Provided material:

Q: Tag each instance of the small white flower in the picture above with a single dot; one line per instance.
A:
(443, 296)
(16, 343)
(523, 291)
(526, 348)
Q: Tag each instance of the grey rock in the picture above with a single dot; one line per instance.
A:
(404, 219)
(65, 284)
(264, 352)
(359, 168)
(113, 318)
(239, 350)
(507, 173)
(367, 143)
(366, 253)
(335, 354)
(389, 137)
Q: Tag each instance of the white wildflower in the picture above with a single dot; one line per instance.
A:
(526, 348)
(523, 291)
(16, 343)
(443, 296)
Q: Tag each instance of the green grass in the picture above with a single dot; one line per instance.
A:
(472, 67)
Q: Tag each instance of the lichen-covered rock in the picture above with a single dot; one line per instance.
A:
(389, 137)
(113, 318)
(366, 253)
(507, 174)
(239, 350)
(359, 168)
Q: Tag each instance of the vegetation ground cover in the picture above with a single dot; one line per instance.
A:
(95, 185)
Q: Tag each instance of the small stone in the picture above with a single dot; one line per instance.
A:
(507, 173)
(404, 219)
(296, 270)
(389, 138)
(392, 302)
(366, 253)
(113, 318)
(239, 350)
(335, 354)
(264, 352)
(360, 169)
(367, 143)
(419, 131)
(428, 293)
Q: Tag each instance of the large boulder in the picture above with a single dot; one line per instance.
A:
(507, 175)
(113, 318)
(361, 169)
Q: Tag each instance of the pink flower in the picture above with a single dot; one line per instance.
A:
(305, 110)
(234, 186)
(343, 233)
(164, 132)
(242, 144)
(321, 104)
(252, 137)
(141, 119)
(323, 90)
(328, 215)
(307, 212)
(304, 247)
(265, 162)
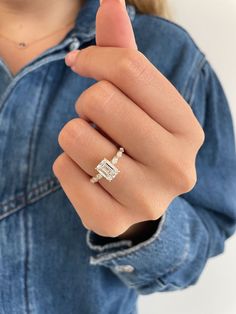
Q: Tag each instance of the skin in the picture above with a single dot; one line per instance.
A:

==

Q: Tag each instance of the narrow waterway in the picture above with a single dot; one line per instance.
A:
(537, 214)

Required work: The lines that mention the word "rock" should be pulled from the records above.

Response:
Q: Tag each instance of the grey rock in the picture above with a single dot; one line per instance.
Q: Tag each instance of the lichen-covered rock in the picture above with a single dot; one line per instance.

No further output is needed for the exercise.